• [Trecho]
4.5 – tocar junto
A conversa com João Bosco se desenvolve em torno de sua prática na “adaptação” do violão tocado “solo” – que nesse caso se refere à performance de “violão e voz”, com a melodia sendo entoada vocalmente – para um violão que favoreça o “compartilhamento”[i] da música com os demais músicos de sua banda e, em última instância, com o público. Descrição que lida diretamente com a ideia de “arranjo” e que visa alcançar a expectativa do público da “praça” que ali “espera um determinado resultado sonoro”.
SARAIVA
00:00 adaptação?
Me impressiono com a flexibilidade das estruturas que você desenvolve ao violão.
Eu percebo que quando você toca sozinho, você tem um arranjo,
e quando toca com a banda você consegue adaptar,
às vezes tirando um pouco o grave do polegar…
JOÃO BOSCO
É, é possível adaptar…
SARAIVA
Essencialmente é o mesmo gesto,[i]
mas parece que você alivia um pouco, em uma forma de ataque que já se transforma.
Como você comentaria isso?
JOÃO BOSCO
Eu acho “também” que você economiza um pouco o que você faz “solo”,
para que as outras pessoas possam participar da sua música.
Porque, se você fizer tudo o que faz no “solo”, não vai dar certo.
Quando você está sozinho, o violão vai preenchendo os espaços,
desde os graves até os agudos, como em uma orquestra.[i]
01:05 sozinho o violão preenche todos os espaços da orquestra
01:48 o compartilhar
02:10 Agnus Sei (João Bosco/Aldir Blanc)

• [Dados fornecidos]
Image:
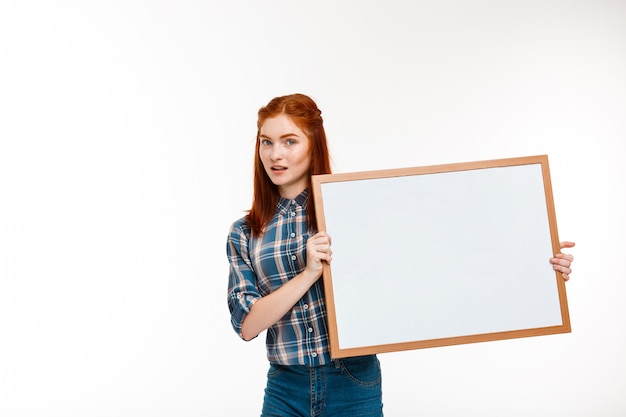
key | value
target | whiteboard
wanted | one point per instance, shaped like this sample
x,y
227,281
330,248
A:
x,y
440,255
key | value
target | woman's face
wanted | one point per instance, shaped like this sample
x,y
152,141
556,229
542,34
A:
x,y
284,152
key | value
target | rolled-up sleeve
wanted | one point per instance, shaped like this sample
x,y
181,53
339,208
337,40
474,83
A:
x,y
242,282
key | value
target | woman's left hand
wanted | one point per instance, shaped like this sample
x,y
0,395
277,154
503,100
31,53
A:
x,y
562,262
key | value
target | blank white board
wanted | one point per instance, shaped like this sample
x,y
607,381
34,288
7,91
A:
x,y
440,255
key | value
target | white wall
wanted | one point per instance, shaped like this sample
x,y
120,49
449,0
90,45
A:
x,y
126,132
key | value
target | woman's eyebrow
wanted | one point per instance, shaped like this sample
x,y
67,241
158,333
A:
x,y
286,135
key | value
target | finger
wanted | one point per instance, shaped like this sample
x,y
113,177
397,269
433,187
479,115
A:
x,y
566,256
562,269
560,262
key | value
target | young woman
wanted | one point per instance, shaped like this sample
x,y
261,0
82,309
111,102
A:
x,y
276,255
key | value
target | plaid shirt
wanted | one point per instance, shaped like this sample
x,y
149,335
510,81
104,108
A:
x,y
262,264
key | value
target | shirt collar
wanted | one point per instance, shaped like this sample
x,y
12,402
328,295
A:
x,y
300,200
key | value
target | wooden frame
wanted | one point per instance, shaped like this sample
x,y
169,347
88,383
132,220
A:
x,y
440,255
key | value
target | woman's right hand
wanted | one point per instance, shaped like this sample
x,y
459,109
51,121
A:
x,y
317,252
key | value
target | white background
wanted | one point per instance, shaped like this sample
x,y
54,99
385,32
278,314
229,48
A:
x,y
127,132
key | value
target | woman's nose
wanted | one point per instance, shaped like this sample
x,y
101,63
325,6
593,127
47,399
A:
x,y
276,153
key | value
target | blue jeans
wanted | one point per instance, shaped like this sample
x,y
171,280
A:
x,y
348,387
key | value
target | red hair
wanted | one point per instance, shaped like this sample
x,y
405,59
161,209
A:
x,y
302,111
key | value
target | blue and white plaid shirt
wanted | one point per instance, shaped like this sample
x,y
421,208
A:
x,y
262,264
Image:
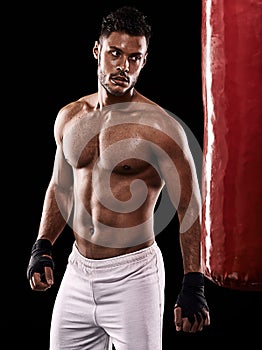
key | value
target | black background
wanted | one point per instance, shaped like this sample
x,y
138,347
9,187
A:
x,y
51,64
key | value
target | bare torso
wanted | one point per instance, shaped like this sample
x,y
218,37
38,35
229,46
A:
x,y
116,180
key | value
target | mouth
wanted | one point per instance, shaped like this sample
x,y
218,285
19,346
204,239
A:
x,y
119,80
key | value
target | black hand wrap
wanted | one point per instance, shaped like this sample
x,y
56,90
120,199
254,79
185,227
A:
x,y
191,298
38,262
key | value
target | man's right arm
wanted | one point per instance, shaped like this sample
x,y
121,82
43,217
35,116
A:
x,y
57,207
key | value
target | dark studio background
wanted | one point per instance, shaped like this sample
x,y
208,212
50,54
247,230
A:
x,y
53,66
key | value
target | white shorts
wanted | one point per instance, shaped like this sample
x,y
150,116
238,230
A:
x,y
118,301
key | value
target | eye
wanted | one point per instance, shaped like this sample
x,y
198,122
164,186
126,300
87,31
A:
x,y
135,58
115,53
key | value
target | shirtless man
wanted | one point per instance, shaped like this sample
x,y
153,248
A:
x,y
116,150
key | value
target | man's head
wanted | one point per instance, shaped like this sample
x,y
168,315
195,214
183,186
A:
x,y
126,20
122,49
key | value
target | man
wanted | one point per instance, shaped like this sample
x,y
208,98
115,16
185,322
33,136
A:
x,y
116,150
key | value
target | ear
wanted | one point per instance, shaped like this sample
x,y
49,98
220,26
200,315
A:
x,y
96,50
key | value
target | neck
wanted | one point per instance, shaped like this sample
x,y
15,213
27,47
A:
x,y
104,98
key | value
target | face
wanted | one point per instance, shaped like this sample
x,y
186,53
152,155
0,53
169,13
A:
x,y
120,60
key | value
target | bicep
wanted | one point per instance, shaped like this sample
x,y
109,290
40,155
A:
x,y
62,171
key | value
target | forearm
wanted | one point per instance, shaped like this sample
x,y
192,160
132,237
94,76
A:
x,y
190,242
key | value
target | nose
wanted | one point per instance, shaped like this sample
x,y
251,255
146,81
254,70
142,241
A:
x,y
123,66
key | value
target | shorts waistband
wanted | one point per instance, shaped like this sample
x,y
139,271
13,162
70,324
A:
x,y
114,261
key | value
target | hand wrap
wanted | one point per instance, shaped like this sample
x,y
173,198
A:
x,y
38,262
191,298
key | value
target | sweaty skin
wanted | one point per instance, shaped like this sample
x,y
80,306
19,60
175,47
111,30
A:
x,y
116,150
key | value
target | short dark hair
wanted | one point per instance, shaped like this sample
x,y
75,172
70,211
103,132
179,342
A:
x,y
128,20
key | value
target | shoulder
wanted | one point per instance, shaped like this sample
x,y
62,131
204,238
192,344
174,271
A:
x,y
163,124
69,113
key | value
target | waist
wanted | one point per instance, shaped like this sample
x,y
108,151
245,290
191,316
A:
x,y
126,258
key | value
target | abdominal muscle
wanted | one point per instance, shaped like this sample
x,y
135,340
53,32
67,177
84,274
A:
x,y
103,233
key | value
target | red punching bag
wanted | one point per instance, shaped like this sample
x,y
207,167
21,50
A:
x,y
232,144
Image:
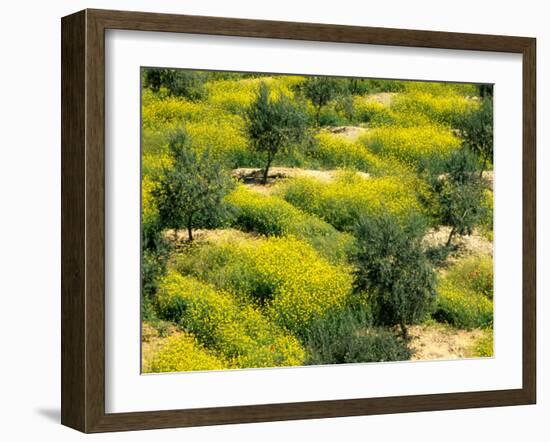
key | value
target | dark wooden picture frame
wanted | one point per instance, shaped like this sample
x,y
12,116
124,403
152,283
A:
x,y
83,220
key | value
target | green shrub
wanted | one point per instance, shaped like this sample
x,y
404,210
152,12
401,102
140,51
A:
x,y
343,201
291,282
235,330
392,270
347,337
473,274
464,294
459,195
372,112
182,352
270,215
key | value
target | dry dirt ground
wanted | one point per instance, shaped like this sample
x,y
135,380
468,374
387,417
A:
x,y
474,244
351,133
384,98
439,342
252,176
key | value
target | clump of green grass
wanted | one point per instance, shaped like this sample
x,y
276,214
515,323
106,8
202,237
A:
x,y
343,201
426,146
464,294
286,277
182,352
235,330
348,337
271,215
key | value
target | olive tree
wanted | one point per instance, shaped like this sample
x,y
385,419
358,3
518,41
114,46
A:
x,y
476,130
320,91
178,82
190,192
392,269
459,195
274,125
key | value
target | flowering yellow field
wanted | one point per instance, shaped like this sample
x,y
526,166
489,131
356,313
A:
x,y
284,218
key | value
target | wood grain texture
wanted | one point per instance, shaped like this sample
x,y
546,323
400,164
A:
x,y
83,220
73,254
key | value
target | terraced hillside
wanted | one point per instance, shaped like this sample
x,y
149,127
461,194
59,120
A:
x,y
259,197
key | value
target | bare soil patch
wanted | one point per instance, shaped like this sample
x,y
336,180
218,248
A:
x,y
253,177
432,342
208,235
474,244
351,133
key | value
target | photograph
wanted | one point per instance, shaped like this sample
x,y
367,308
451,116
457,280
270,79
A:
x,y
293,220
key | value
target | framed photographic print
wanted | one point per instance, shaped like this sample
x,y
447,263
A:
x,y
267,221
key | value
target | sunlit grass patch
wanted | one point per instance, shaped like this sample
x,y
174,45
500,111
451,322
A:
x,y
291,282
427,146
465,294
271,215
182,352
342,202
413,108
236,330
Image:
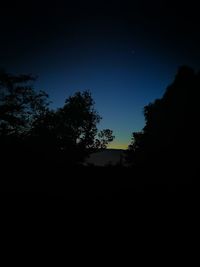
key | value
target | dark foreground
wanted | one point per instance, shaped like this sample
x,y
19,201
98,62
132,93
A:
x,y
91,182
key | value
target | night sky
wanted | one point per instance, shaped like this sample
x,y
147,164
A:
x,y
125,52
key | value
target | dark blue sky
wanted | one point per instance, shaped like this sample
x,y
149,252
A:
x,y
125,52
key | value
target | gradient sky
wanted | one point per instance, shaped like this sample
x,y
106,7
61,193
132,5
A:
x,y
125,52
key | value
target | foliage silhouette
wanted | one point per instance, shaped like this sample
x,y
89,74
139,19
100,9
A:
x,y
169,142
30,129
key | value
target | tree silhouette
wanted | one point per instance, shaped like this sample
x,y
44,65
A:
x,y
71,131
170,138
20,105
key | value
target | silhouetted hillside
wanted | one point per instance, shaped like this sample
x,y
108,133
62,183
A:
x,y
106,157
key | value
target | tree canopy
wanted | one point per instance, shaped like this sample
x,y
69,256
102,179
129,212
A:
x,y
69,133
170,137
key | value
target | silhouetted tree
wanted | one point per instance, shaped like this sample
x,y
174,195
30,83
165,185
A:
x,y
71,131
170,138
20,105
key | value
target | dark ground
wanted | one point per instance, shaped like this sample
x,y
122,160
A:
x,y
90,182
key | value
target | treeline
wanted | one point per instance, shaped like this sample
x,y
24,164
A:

• [Tarefas]
1. Cite do trecho sobre o violão de João Bosco tudo o que vai desde "Eu percebo que" até "já se transforma.".
2. Escreva a continuação do trecho sobre o violão de João Bosco a partir do ponto em que ele termina.

• [Respostas]
1.
Eu percebo que quando você toca sozinho, você tem um arranjo,
e quando toca com a banda você consegue adaptar,
às vezes tirando um pouco o grave do polegar…
JOÃO BOSCO
É, é possível adaptar…
SARAIVA
Essencialmente é o mesmo gesto,[i]
mas parece que você alivia um pouco, em uma forma de ataque que já se transforma.

2.
Eu vou tocar uma música como ‘Agnus Sei’,
que foi a primeira música que eu gravei em 1972 de violão e voz. A música tem essa levada:
[toca apenas dois compassos da levada transcrita abaixo]
[já no terceiro demonstra a mencionada “flexibilidade”[i] da estrutura, que aceita também a seguinte variação]
Quando eu vou tocar isso com a banda, o baixista faz
[toca a linha que vinha tocando com seu polegar na levada “cheia”, aqui escrita em clave de fá correspondente ao baixo]
e eu faço
[toca o violão transcrito na partitura abaixo, enquanto canta a linha de baixo]
Aí o violão já cumpre outra função,
diferente da que tem quando eu toco sozinho. Pois quando eu toco sozinho, eu toco assim…
[executa de uma terceira maneira o que seria a mesma levada, agora se valendo de um ligado na quinta corda]
E assim acompanha seu canto de acordo com as possibilidades acumuladas ao longo do manuseio de mais de 40 anos dessa canção.
JOÃO BOSCO
Isso é um exemplo de como é que você compartilha a música.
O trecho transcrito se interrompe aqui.